- [Problem] Please reproduce, exactly and in full, the lines from the one containing "Tag a point on every instance of the asphalt" to the end of the material below.

- [Extracted information]
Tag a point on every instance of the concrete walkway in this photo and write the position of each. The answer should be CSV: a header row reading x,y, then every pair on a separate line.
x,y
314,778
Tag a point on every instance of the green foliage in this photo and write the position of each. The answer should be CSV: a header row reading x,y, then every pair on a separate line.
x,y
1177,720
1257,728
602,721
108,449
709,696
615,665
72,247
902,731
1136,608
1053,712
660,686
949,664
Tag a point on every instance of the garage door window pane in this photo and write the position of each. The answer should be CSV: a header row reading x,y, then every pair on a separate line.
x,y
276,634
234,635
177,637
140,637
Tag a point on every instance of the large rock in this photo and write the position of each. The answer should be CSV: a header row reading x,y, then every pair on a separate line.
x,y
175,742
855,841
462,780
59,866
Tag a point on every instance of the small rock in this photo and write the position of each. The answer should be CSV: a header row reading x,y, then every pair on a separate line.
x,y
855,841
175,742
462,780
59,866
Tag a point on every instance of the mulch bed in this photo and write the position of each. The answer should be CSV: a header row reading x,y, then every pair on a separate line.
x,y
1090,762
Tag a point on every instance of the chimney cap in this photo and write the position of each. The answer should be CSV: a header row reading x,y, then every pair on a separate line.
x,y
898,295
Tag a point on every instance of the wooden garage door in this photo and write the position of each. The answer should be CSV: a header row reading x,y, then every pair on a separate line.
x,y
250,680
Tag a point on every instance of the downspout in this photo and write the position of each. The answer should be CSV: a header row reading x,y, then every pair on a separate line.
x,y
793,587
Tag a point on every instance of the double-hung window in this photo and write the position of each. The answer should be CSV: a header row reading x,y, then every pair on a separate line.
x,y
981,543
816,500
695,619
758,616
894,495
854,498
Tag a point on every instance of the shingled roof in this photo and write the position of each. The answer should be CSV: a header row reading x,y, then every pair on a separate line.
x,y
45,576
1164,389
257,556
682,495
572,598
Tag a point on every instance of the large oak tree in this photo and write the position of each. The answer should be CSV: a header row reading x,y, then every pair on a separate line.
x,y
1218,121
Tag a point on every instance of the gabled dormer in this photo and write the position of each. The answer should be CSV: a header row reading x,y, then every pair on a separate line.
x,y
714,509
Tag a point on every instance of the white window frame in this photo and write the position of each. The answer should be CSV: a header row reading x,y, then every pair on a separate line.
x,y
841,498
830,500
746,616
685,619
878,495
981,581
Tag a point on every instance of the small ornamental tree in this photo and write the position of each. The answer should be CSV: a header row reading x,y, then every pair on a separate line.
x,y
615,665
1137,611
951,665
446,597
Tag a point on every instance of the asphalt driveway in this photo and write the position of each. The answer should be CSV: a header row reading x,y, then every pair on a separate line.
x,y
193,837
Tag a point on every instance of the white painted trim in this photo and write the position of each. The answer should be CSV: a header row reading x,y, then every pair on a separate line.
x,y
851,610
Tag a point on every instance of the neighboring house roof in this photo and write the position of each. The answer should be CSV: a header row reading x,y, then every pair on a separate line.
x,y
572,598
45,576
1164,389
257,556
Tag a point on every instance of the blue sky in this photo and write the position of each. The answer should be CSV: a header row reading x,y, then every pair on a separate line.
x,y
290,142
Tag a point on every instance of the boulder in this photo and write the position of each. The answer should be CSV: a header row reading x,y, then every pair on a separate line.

- [Exercise answer]
Tag a point on every instance of the asphalt driveway in this photo and write the position of each. The answer should be CSV: a header row reading x,y, then every pair on a separate line.
x,y
193,837
Tag a point on every instance of the white painted trim in this photo and write the position of each. The answer should be CSV: a header row reading x,y, then every pair on a separate line.
x,y
851,610
Tag a point on every instance of the neighboring house roof in this photo and write the position of each. The answer should be CSV: a header row reading x,y, then every pair on a separate line.
x,y
572,598
45,576
1164,389
257,556
Tag a point on every instance of the blue sky in this photo and write the position of each. The answer should be CSV: a header row reading x,y, then every pair on a separate line.
x,y
290,142
Tag a point on every instance of the boulder in this photo and write the position of each. The answer should be CSV: a header row reading x,y, then every pair on a separate line.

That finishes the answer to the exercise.